PAGE TEXT
──────────────────────────────

I’ve asked myself many times how I might have broken this cycle of distrust and dysfunction,” she writes. Pages later she drops a hint about what might have held her back. It was her reading of the President himself, it seems. Powell wanted early on to resolve gaping differences with the White House over Israel and the Palestinians at a time of suicide bombings and severe reprisals and plans to augment settlements, which the State Department thought excessive. She was “sympathetic to him because he was on the front line every day.” But, she goes on, “I talked to the President every day, and I knew where he stood.” If there were a policy showdown, she suggests, Powell would have lost. The result “would be so pro-Israeli as to inflame an already bad situation.” The kind of clarity to which the President was given, she seems to be saying, served no one’s interest in that and other cases.

──────────────────────────────

SUPPLIED MATERIAL
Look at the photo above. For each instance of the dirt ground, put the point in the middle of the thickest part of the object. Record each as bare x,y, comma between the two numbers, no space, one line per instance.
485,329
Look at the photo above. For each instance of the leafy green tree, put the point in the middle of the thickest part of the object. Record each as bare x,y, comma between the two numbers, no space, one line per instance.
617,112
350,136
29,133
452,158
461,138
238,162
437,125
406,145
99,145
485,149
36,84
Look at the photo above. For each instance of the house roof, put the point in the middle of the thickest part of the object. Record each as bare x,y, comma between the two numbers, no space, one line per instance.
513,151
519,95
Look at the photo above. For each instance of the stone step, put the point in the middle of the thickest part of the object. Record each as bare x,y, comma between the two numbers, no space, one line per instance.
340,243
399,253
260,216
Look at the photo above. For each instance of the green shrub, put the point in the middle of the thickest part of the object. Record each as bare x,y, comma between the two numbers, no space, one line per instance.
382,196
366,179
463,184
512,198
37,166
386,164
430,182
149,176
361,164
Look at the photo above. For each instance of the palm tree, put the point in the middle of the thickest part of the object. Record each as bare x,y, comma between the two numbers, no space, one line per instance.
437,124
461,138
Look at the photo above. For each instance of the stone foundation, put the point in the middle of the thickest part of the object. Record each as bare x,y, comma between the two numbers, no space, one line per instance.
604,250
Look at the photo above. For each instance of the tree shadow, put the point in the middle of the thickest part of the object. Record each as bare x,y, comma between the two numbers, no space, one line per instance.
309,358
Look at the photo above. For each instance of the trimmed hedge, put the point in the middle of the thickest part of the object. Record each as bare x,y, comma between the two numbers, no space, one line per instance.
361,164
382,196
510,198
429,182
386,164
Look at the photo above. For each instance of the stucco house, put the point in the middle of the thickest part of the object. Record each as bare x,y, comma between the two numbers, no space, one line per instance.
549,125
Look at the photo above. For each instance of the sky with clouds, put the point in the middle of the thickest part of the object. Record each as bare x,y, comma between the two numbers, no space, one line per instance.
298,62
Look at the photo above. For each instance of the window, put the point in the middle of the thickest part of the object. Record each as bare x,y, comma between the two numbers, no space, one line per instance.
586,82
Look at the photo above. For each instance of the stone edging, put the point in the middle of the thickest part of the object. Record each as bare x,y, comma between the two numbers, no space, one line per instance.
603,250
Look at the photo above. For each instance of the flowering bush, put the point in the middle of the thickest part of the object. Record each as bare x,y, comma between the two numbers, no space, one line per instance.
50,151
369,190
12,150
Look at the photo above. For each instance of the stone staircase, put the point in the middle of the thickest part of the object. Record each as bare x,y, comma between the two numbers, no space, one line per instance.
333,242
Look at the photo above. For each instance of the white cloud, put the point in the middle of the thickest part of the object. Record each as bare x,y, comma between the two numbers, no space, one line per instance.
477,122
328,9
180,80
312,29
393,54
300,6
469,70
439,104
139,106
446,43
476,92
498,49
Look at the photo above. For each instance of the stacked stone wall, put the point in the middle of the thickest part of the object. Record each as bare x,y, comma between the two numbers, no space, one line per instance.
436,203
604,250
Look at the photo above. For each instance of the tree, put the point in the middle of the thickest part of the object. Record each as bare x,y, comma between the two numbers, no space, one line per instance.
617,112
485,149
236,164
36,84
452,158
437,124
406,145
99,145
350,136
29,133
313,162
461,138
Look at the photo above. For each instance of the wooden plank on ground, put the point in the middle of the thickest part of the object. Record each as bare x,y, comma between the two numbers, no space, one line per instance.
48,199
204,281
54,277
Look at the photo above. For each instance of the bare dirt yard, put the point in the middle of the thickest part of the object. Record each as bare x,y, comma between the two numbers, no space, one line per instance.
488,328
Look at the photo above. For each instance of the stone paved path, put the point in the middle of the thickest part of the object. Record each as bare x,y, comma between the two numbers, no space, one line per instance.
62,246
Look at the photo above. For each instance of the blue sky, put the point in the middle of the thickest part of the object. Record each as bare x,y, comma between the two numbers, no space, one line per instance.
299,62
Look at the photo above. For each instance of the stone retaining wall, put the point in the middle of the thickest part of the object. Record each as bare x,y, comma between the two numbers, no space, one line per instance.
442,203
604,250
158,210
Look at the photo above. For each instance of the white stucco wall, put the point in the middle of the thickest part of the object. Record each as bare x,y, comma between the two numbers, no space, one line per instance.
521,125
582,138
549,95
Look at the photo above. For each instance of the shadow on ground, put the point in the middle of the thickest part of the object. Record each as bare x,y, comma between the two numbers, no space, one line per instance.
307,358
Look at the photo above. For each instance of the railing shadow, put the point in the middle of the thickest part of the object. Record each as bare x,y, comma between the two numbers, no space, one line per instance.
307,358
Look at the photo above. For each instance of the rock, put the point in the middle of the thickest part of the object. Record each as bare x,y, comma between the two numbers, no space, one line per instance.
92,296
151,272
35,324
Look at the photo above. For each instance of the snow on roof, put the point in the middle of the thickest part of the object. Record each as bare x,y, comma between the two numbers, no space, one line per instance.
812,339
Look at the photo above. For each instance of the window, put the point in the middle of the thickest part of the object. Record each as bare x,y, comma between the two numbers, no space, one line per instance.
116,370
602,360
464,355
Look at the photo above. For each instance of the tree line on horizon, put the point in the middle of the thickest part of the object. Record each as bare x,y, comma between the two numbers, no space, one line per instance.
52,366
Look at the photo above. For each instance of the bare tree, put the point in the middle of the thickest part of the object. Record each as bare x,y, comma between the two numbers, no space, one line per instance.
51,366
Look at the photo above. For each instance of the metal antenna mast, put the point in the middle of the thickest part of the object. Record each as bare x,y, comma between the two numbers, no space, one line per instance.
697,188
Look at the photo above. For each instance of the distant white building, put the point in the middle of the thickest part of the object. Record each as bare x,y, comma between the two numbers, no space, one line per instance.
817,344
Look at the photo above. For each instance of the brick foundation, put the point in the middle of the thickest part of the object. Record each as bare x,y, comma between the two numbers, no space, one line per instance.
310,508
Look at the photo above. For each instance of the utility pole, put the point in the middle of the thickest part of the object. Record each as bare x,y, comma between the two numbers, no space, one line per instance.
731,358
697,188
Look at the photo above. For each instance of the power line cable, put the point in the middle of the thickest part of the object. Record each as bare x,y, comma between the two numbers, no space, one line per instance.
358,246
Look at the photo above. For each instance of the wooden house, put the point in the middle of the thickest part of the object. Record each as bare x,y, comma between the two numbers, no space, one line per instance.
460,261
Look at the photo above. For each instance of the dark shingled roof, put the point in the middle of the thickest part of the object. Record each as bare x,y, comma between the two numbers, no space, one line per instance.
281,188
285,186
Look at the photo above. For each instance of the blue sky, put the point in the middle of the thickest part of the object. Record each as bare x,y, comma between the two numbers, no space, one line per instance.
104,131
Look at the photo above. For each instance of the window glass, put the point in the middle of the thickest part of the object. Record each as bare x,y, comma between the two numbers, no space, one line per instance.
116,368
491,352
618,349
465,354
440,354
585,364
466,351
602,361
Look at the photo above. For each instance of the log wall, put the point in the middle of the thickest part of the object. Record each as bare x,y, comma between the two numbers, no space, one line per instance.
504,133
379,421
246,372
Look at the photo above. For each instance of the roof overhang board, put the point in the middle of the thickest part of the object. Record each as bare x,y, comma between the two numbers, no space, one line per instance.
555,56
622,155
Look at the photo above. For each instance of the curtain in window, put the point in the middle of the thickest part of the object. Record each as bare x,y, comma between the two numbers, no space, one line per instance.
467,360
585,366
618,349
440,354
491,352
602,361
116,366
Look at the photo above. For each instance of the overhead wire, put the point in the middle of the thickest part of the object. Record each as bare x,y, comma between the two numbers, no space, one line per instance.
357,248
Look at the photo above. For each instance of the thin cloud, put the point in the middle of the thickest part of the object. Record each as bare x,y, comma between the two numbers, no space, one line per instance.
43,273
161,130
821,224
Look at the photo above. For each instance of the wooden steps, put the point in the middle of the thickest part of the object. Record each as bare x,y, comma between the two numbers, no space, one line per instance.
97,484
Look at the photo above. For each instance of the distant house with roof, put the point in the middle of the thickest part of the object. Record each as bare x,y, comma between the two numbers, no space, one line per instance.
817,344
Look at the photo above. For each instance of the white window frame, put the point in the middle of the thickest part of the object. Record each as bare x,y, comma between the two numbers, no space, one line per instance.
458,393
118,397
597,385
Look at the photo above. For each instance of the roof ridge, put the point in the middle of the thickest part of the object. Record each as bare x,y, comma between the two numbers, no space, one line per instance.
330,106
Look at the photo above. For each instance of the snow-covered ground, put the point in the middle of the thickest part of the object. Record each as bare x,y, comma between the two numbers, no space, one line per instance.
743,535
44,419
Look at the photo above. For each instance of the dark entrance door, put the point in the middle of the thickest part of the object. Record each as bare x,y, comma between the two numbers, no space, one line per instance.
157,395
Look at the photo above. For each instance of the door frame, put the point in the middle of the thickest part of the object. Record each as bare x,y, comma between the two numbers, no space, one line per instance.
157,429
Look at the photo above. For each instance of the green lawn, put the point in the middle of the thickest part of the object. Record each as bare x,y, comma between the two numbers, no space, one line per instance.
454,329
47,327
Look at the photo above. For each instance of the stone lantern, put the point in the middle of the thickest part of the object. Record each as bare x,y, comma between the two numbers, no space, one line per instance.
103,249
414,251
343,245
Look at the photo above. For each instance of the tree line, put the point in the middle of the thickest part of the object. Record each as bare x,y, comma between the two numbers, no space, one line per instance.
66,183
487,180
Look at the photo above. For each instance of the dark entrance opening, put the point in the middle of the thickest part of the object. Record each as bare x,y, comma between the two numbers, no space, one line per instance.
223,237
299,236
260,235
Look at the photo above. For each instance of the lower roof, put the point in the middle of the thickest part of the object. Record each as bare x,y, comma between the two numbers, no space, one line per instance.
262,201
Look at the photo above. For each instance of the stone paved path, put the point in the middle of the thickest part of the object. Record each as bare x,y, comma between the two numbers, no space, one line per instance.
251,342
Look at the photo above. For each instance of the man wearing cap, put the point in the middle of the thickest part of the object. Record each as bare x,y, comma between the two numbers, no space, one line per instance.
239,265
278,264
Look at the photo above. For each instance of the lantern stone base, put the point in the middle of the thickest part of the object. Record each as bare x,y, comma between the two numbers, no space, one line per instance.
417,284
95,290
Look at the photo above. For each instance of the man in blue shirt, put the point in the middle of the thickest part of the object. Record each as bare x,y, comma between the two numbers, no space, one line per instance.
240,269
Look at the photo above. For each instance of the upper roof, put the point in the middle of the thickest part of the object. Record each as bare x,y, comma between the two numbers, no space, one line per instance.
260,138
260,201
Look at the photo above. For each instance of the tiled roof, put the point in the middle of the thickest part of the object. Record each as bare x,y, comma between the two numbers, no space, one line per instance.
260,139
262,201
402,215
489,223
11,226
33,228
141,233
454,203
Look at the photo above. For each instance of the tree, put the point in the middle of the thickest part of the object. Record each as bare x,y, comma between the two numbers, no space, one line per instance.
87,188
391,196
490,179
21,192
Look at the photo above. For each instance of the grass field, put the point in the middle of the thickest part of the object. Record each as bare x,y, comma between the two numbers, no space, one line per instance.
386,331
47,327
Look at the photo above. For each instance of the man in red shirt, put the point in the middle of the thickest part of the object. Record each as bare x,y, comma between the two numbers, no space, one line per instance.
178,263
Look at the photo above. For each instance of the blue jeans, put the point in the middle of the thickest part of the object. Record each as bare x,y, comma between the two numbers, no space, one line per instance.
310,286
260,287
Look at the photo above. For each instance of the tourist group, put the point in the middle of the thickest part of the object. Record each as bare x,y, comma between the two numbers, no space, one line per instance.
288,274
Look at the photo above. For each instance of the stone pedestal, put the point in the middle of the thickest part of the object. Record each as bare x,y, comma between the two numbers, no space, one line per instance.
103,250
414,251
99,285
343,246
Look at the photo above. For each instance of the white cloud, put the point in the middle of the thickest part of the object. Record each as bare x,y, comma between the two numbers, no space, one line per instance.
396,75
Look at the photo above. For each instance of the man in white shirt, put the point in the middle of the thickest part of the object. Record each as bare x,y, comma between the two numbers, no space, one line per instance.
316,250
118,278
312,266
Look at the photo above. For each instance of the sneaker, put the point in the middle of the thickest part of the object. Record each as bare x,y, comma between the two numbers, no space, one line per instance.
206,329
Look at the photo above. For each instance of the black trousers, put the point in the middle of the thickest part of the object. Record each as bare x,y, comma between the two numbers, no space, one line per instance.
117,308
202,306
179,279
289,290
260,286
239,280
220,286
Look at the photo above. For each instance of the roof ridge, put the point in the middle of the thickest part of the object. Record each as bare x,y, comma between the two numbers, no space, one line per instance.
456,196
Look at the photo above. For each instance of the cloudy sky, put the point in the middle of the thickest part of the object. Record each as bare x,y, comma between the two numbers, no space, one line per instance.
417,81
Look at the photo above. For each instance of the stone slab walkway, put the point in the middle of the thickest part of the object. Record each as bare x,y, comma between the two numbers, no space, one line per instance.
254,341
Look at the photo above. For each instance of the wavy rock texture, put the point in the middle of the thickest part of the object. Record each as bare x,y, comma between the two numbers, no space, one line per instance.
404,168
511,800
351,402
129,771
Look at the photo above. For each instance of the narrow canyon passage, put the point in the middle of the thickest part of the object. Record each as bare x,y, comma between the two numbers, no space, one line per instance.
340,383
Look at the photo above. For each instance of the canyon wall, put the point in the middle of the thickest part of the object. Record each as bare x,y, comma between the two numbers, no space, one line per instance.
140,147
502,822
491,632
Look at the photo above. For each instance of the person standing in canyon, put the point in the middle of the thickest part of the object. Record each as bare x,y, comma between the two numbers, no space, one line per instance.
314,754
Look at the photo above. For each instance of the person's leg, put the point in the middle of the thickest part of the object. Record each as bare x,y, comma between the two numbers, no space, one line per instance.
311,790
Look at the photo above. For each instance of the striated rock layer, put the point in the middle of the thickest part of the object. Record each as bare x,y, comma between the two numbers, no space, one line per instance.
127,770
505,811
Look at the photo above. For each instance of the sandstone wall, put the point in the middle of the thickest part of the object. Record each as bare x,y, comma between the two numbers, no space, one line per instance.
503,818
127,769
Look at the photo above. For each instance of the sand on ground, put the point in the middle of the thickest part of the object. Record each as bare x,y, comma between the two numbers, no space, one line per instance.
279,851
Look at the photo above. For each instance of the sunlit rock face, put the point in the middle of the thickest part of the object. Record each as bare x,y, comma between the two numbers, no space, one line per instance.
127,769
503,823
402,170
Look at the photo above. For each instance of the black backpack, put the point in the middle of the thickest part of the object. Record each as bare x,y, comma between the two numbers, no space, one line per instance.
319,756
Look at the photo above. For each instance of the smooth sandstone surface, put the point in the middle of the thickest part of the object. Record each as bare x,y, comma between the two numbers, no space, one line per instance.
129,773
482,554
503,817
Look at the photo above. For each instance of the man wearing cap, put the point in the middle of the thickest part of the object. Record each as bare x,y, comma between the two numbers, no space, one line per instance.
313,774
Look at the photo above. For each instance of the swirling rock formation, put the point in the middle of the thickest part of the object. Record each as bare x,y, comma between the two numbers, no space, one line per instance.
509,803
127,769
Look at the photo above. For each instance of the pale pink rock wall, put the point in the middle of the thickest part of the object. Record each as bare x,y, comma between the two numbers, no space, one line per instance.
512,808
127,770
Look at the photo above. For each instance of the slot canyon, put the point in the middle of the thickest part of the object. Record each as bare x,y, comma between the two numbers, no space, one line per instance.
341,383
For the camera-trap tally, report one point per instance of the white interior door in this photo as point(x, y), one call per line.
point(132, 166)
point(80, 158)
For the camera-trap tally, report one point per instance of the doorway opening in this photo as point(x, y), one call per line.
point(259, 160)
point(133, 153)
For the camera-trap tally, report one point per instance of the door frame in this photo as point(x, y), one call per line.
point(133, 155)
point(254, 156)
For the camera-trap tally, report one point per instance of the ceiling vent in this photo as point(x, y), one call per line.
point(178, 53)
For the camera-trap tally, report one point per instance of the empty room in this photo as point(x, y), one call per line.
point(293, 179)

──────────────────────────────

WHAT YOU ARE ASKED TO DO
Copy the passage on Powell from "I’ve asked myself" to "and other cases.", changing "State Department" to "Department of State". Work from the text alone.

SOLUTION TO THE EXERCISE
I’ve asked myself many times how I might have broken this cycle of distrust and dysfunction,” she writes. Pages later she drops a hint about what might have held her back. It was her reading of the President himself, it seems. Powell wanted early on to resolve gaping differences with the White House over Israel and the Palestinians at a time of suicide bombings and severe reprisals and plans to augment settlements, which the Department of State thought excessive. She was “sympathetic to him because he was on the front line every day.” But, she goes on, “I talked to the President every day, and I knew where he stood.” If there were a policy showdown, she suggests, Powell would have lost. The result “would be so pro-Israeli as to inflame an already bad situation.” The kind of clarity to which the President was given, she seems to be saying, served no one’s interest in that and other cases.